> [Work required]: Copy the lines below word for word, from the start of the items through the line containing "POLYGON ((187 97, 187". Omit the pictures.

> [Items from a dataset]:
* * *
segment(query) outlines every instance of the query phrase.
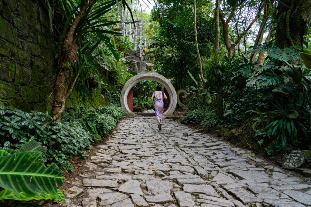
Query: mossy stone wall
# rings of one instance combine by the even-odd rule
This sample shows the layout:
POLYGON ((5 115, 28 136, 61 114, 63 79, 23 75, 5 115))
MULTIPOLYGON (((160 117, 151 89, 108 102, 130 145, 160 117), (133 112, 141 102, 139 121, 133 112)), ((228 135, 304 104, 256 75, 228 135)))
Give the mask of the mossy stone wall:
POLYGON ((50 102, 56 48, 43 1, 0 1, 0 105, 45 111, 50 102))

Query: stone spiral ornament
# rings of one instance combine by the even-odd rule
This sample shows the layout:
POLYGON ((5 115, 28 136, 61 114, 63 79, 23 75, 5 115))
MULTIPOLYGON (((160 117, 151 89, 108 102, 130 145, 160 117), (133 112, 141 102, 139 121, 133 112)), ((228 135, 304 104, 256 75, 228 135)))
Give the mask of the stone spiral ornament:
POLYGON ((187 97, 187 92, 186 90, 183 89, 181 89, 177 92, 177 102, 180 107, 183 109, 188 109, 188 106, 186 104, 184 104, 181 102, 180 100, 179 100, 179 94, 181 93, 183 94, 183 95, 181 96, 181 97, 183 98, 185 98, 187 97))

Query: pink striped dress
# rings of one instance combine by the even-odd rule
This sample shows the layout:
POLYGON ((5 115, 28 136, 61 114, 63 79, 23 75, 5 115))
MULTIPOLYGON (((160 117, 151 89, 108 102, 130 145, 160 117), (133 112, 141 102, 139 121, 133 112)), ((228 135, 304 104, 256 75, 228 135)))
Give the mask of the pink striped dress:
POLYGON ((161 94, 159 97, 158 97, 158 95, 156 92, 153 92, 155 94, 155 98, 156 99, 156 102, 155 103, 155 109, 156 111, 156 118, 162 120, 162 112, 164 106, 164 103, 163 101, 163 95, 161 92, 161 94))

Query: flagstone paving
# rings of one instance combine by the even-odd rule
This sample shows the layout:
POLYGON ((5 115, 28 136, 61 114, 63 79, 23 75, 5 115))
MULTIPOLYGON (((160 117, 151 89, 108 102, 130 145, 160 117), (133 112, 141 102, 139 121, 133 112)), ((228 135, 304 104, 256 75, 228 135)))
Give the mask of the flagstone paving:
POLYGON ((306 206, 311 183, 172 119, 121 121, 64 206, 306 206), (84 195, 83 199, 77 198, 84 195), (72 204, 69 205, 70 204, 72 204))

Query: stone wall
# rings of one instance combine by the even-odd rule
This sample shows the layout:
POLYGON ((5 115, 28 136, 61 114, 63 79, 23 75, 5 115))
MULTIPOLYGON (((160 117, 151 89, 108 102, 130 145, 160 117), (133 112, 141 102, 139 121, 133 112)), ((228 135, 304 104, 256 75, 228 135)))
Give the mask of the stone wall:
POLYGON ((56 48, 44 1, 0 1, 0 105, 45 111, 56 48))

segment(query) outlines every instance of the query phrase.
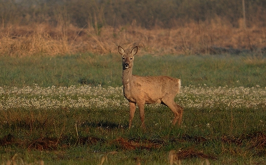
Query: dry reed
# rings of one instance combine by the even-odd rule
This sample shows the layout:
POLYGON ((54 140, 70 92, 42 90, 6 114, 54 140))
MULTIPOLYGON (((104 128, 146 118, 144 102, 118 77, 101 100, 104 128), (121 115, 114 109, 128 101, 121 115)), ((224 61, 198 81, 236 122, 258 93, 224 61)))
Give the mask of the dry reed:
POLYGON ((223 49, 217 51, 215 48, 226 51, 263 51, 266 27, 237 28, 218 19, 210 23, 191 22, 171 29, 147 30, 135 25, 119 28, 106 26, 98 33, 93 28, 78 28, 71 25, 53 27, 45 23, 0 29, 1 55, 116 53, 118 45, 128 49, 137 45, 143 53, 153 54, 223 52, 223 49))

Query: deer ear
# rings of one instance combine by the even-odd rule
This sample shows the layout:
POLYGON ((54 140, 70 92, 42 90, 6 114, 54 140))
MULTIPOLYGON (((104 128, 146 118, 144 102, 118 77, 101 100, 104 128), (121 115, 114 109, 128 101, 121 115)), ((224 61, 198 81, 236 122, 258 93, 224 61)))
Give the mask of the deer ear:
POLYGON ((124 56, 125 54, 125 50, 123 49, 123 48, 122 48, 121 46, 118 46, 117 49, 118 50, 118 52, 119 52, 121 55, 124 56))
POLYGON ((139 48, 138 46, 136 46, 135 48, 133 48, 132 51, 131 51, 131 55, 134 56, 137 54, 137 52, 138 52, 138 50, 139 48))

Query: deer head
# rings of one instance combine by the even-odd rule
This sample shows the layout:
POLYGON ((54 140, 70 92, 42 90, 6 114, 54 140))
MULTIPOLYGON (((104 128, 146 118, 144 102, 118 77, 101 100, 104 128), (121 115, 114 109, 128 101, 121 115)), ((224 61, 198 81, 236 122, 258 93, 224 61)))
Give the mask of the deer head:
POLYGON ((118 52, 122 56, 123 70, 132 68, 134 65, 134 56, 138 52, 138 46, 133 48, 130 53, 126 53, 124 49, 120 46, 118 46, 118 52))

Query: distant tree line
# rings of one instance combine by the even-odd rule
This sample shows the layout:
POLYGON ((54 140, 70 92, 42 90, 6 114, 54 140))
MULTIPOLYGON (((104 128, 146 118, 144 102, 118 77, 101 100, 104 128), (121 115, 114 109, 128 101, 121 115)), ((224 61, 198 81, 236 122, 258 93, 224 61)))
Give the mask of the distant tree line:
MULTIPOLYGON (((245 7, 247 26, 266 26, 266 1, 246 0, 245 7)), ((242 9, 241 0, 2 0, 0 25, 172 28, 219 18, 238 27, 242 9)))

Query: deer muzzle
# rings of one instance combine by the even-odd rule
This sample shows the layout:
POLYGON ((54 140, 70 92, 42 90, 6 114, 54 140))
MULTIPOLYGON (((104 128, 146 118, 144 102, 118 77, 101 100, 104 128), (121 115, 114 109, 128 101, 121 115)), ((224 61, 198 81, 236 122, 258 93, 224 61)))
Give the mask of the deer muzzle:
* * *
> [Written response]:
segment(query) outlines every instance of the query phrase.
Query: mossy stone wall
# rings of one instance combine by the even-odd rule
This sample shows the layout:
POLYGON ((5 115, 28 136, 61 114, 63 79, 23 75, 5 115))
MULTIPOLYGON (((160 117, 151 89, 108 102, 130 145, 160 117), (133 112, 141 102, 139 121, 133 112)), ((228 135, 304 104, 256 75, 228 135)))
Give the mask of the mossy stone wall:
POLYGON ((50 102, 56 48, 43 1, 0 1, 0 105, 45 111, 50 102))

Query: stone spiral ornament
# rings of one instance combine by the even-odd rule
This sample shows the layout:
POLYGON ((5 115, 28 136, 61 114, 63 79, 23 75, 5 115))
MULTIPOLYGON (((160 117, 151 89, 108 102, 130 145, 160 117), (133 112, 141 102, 139 121, 133 112)), ((228 135, 304 104, 256 75, 228 135)))
Give the mask of the stone spiral ornament:
POLYGON ((187 97, 187 92, 186 90, 183 89, 181 89, 177 92, 177 102, 180 107, 183 109, 188 109, 188 106, 186 104, 184 104, 181 102, 180 100, 179 100, 179 94, 181 93, 183 94, 183 95, 181 96, 181 97, 183 98, 185 98, 187 97))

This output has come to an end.